Having been thoroughly satisfied by this outstanding collection, I was reflecting happily on a lot of them to pick my quintet. I have to admit, that selecting only five from a potential 30, each one of which stood as a strong contender to be included in my favorite five, was a task ridden with fond anxiety. After much thought, here are the five stories I found best..

1. Mindgames by Manisha Dhingra
A tale about psychological setbacks, one which turns ripe only at the very end. This was my absolute favorite from the lot.
2. Gautam Gargoyle by Shailaditya Chakraborty
Brilliantly written, beautiful wordplay and extremely intriguing plot. A complex take on what you might be tempted to dismiss as a rather mundane phenomenon. Understandably, this one was the Editor's pick.
3. Songs Of The Summer Bird by Anita Satyajit
I loved this story for its simplicity and  poignant portrayal of a misunderstood but well meaning library watchman. Simple sometimes is richly beautiful.
4. Jump, Didi by Sharath Komarraju
Dark, complex, intense. This story reveals itself to you in layers;. each new layer a whole new dimension. This story is about the innocent baby sitter next door and her forbidden sercrets.
5. Footsteps In The Dark by Mini Menon
A girl, penury, needs and exploitation. A sensitively told story of an aspect of our corporate society we need to feel ashamed off.

Also, Crossroads by Ahmed Faiyaz, the story which lends its title to the book is easily one of the best you will come across. Depicting love, lust, desires and commitments in a seamless manner, this story essentially themes around the concept of infidelity in urban relationships.

As a last thought, this book is one of those which makes me believe that contemporary Indian fiction has come of age. That said, there still are a lot more avenues to explore and experiment with. Crossroads is one book which has something to connect with everyone of you. 3.5 stars on 5 is what I will award it with.

And yes, the cover is totally gorgeous too. Quite prophetic of the gorgeous content waiting to be unveiled.

OBJECTIVE: Write down the passage of the review starting with "Having been thoroughly" and going on through "the Editor's pick.", word for word. The entries come from a separate source.

RECORDS:

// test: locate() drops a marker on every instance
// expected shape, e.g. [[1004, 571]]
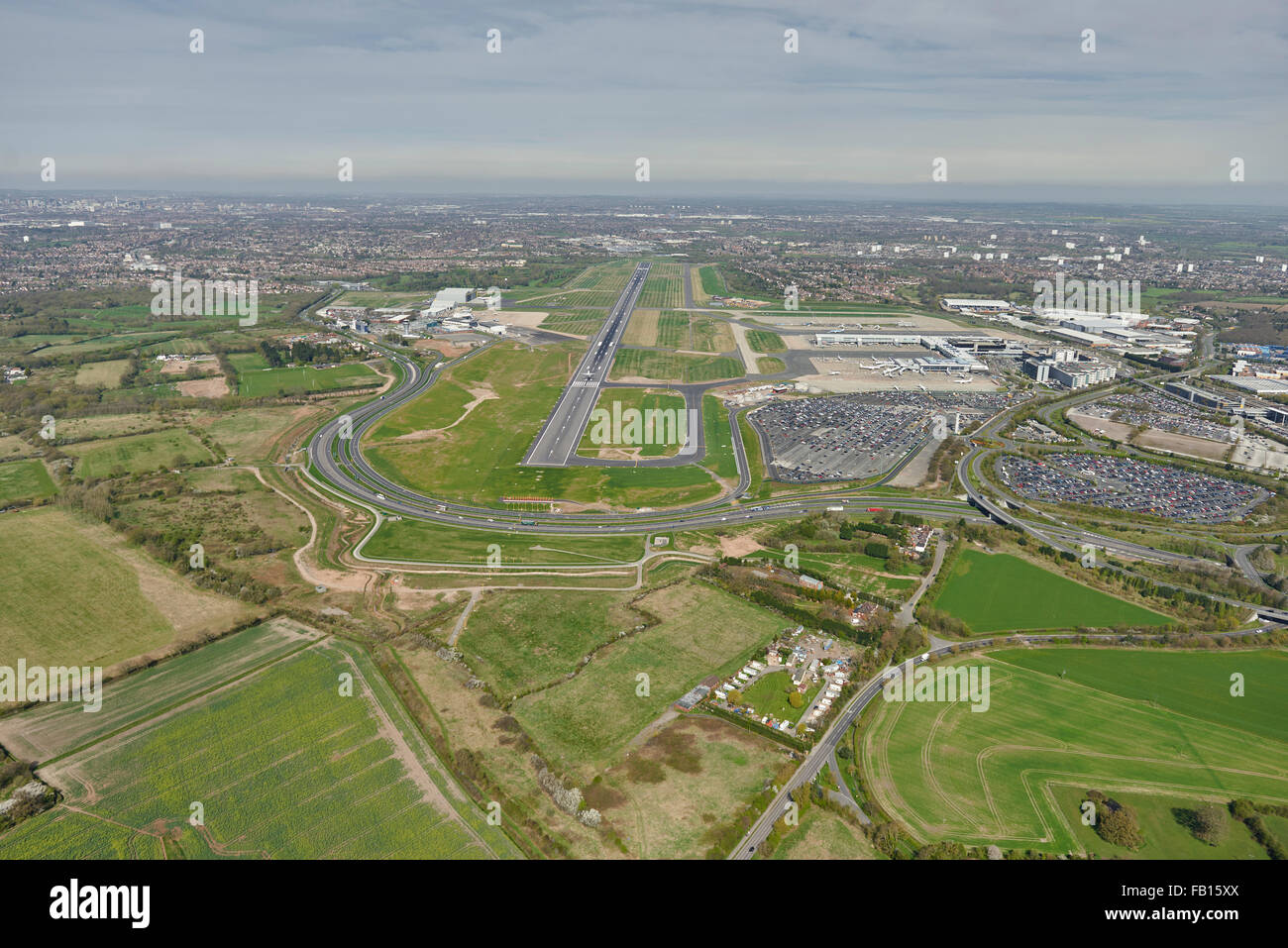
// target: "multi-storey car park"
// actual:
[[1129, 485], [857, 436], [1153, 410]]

WORKED ANSWER:
Having been thoroughly satisfied by this outstanding collection, I was reflecting happily on a lot of them to pick my quintet. I have to admit, that selecting only five from a potential 30, each one of which stood as a strong contender to be included in my favorite five, was a task ridden with fond anxiety. After much thought, here are the five stories I found best..

1. Mindgames by Manisha Dhingra
A tale about psychological setbacks, one which turns ripe only at the very end. This was my absolute favorite from the lot.
2. Gautam Gargoyle by Shailaditya Chakraborty
Brilliantly written, beautiful wordplay and extremely intriguing plot. A complex take on what you might be tempted to dismiss as a rather mundane phenomenon. Understandably, this one was the Editor's pick.